◆ **WHAT IS BEING ASKED**
Could you reproduce only the lines starting with the one that contains "Whereabouts is the chimney?" and going on through the one that contains "66,15 -> 69,19", with "chimney" swapped for "smokestack" and nothing else changed?

◆ **GIVEN INFORMATION**
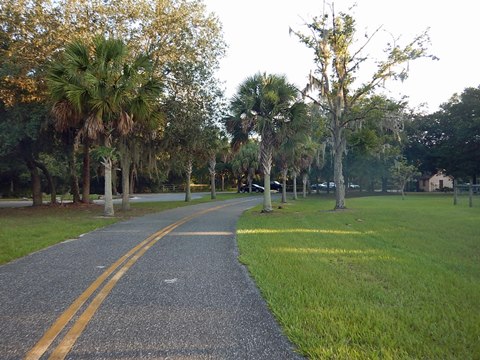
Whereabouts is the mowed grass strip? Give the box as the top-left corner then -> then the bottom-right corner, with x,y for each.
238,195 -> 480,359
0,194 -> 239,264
...
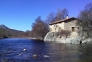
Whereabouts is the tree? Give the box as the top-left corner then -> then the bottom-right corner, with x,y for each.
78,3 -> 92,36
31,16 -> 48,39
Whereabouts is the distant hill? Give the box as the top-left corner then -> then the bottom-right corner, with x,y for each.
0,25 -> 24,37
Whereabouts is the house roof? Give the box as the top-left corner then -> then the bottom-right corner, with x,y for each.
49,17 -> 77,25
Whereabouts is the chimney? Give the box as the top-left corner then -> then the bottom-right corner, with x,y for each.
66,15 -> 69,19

◆ **SOLVED EXERCISE**
Whereabouts is the smokestack? Give the box as the top-left corner then -> then the bottom-right corner, with x,y for each.
66,15 -> 69,19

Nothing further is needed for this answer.